= Excerpt provided =
Paalai is a 2011 Indian Tamil-language period film written and directed by Senthamizhan, who had previously assisted director Ram in Katradhu Thamizh. Based on Sangam literature, the film is set in 300 BC years and starred debutant Sunil Kumar and Shammu in pivotal roles. The film released with little publicity in November 2011.

Cast
Sunil Kumar as Valan
Shammu as Kaayampoo
Prof. V. Natarajan
Jayan
Krishnagiri
Julu

Production
The film was shot extensively in the forests of Thanjavur, Mysore and Sathyamangalam. Actress Shammu was the only professional actress to be cast in the film and Sunil Kumar prepared for his role by standing for hours under the sun to sport a tan as well as learning the basics of different forms of martial arts. It became the actress's final film before she left the film industry to complete her education. Members of the Irula tribe also acted in the film.

= Data supplied =
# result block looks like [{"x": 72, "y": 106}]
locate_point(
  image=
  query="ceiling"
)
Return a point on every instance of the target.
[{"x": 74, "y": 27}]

= Set problem =
Carry on the article about the 2011 Tamil film Paalai, starting after its final sentence about the Irula tribe.

= Right answer =
Release
The film was widely appreciated by critics though it was not released in many theaters. The film was privately screened in Norway a week later and was prepared for a theatrical release in the country shortly after, with the makers claiming it would be the first Tamil film to be released in regular cinema halls across Norway. The film was screened at the Norway International Film Festival and then subsequently at the 10th International Tamil Film Festival in Canada in 2012. It has won the best social awareness movie in Norway international film festival.

Soundtrack
Ved Shanker Sugavanam is the debudant music director. All the lyrics were written by M. Senthamizhan. There are five tracks in the film.

1. "Maayama Mayaa"
2. "Yaado Yaadho" (Male)
3. "Paalai Theme"
4. "Yaadho Yaadho" (Female)
5. "Hey Kollare"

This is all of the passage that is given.